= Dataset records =
------------------------------------------------------------------------
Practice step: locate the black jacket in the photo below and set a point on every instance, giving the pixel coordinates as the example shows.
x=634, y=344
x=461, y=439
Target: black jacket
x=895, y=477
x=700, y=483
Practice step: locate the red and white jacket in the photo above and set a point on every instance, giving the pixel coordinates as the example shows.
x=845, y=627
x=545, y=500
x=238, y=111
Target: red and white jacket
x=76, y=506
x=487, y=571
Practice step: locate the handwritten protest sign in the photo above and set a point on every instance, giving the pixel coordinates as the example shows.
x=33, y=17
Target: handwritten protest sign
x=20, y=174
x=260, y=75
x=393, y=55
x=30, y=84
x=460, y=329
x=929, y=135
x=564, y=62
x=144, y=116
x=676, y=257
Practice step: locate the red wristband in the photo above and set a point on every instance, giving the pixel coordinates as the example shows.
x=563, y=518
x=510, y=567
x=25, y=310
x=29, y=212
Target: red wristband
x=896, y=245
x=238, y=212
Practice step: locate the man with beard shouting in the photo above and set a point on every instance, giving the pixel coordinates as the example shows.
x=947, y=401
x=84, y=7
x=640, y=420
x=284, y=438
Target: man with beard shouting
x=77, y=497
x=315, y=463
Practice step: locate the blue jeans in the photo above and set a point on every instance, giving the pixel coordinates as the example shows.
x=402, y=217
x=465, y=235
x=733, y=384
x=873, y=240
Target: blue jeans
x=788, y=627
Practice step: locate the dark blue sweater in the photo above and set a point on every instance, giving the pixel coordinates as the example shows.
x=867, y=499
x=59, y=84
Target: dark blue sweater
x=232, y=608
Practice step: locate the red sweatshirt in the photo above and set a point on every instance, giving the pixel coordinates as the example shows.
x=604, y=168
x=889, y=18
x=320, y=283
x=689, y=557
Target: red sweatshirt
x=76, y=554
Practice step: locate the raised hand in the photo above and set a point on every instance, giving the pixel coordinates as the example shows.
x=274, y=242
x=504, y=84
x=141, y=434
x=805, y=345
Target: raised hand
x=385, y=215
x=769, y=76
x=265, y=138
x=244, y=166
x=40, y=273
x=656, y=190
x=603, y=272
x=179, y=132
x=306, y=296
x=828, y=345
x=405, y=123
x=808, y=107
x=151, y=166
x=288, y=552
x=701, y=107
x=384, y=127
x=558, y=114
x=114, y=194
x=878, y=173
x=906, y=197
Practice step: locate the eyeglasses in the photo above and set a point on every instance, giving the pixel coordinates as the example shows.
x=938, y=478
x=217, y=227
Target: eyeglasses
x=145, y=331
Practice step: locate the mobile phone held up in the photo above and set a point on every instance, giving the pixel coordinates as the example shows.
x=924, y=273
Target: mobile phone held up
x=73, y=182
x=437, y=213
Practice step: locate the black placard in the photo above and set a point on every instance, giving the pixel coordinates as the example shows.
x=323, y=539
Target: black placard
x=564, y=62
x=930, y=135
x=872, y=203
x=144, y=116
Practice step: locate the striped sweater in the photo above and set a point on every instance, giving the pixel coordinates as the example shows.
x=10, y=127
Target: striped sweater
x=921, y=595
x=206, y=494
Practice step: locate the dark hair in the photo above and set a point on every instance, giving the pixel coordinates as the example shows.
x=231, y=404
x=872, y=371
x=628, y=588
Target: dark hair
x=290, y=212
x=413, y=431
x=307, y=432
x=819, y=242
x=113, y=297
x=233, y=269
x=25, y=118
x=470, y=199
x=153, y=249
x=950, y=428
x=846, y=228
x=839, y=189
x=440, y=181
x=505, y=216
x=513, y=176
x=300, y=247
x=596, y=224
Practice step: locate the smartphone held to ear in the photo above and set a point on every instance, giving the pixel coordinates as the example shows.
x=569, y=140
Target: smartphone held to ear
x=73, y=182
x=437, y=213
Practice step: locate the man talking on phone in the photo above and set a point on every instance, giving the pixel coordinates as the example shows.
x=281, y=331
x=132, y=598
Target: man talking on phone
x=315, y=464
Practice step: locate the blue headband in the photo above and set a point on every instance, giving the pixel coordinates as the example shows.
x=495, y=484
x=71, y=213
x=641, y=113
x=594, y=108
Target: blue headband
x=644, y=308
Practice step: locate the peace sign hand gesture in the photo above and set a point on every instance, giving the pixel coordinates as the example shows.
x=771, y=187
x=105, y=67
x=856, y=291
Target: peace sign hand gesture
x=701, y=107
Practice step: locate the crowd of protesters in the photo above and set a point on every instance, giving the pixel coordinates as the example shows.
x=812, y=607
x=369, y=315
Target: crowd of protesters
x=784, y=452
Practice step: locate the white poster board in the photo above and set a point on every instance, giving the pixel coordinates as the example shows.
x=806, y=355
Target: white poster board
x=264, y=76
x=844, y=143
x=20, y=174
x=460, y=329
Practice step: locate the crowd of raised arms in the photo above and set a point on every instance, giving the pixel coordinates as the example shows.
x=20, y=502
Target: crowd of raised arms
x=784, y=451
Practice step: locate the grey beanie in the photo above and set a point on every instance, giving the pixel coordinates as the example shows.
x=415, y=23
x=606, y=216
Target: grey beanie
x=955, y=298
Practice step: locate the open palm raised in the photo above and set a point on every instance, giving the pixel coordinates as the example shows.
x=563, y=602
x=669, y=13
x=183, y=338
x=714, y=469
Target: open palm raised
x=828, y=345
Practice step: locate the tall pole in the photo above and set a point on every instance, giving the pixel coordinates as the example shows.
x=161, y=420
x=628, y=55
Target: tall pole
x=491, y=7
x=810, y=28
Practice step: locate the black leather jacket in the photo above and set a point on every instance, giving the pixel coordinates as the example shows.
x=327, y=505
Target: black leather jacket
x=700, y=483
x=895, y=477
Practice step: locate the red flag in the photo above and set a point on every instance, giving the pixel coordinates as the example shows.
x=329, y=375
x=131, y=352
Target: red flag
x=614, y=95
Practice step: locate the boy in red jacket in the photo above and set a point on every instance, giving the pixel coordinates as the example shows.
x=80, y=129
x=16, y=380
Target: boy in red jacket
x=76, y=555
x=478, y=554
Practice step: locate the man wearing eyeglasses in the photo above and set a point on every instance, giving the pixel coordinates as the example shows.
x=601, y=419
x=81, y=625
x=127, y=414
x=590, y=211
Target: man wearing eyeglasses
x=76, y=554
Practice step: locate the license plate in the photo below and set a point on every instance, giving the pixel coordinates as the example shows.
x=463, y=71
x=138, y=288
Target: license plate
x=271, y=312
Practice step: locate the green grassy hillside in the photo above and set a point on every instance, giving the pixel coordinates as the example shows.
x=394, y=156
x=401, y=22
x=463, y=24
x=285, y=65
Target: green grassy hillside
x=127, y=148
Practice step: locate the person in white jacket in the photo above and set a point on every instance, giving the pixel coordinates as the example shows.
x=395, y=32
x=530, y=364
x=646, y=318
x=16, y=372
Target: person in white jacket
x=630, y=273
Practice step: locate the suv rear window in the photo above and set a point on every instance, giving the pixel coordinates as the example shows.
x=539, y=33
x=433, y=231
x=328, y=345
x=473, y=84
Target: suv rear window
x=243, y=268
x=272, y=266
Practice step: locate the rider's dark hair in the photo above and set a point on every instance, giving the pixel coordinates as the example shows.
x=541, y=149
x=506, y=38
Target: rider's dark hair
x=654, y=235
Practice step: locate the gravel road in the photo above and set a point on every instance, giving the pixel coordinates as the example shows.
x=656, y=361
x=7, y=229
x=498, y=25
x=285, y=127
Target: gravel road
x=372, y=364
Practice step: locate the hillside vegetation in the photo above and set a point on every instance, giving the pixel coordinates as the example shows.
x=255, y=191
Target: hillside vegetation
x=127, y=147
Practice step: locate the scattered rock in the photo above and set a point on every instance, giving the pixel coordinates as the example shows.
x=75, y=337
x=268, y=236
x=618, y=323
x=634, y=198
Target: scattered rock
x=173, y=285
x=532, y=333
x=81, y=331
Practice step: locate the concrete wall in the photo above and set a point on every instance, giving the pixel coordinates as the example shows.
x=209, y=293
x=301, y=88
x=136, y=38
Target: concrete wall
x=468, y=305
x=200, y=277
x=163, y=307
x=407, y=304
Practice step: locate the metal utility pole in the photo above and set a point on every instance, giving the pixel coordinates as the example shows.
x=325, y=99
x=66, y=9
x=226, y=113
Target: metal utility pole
------------------------------------------------------------------------
= Required task =
Produce an exact repeat of the lines from the one containing "Practice step: locate the concrete" through the last line of the data, and nothing more.

= Result below =
Practice step: locate the concrete wall in the photo above and set a point on every instance, giving the pixel coordinates as the example shows.
x=209, y=293
x=301, y=88
x=136, y=38
Target: concrete wall
x=468, y=305
x=200, y=277
x=163, y=307
x=407, y=304
Practice step: locate the metal utility pole in the photo above and set a point on every instance, giving the pixel coordinates as the example shows.
x=325, y=99
x=66, y=9
x=226, y=113
Target: metal utility pole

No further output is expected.